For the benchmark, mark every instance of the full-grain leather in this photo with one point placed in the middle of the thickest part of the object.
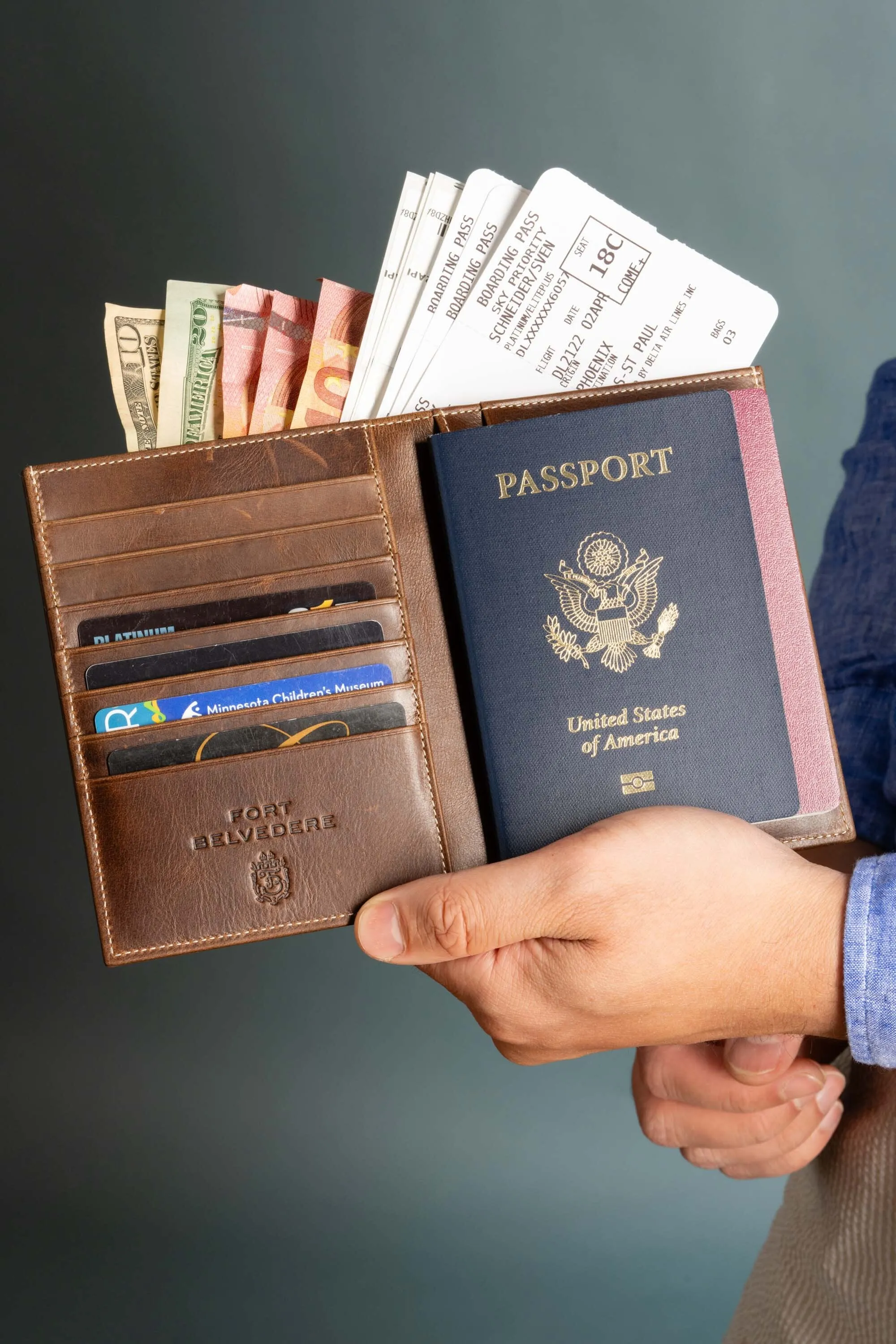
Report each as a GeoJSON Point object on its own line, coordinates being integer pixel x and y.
{"type": "Point", "coordinates": [379, 573]}
{"type": "Point", "coordinates": [205, 521]}
{"type": "Point", "coordinates": [178, 861]}
{"type": "Point", "coordinates": [96, 749]}
{"type": "Point", "coordinates": [388, 613]}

## Requirements
Swap "full-grain leather" for "suede" throughout the rows above and write them out again, leaving the pictures out and changing nothing else.

## Answer for the task
For the benchmark, mark every instance of the suede in this photo with one point placed in the middle of the thickest part of the object.
Report each as a GeoJSON Point object on its own line, coordinates being integer pixel x and y.
{"type": "Point", "coordinates": [379, 573]}
{"type": "Point", "coordinates": [205, 521]}
{"type": "Point", "coordinates": [178, 861]}
{"type": "Point", "coordinates": [96, 749]}
{"type": "Point", "coordinates": [388, 613]}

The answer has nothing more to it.